======== RECORDED DATA

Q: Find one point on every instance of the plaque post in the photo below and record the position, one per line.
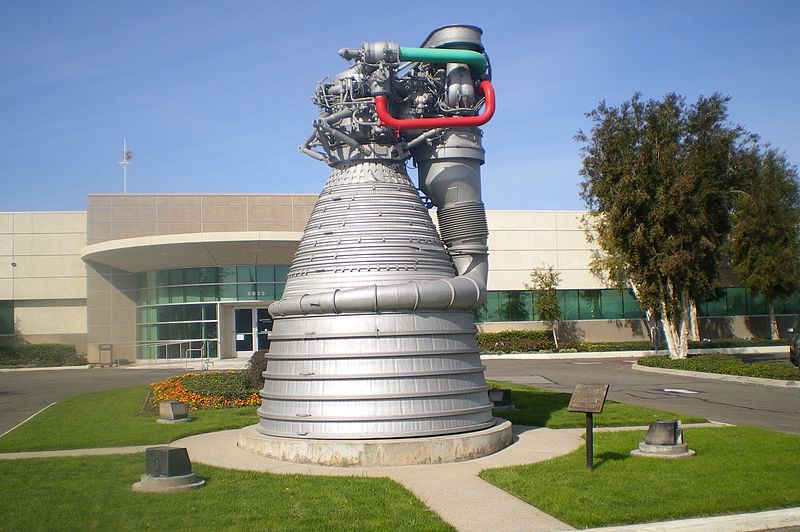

================
======== RECORDED DATA

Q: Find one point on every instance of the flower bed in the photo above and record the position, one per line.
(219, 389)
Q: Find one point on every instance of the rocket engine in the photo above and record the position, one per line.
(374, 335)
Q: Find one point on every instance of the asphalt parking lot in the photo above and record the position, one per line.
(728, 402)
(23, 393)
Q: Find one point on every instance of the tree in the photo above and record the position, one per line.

================

# SHORT TASK:
Rewrite the data above from the line with "Q: Find one point on every instance of the asphalt" up to and including the line with "Q: Find one point on every instance of the tree", keeping every line, requests too. Move each coordinate in the answers by adding -33 to it.

# CORRECT RESPONSE:
Q: Find one point on every instance of the asphalt parking lot in the photo above and record the position, one per line.
(695, 369)
(-10, 360)
Q: Find one point on every instance of the tree in the photo above and record the position, one per line.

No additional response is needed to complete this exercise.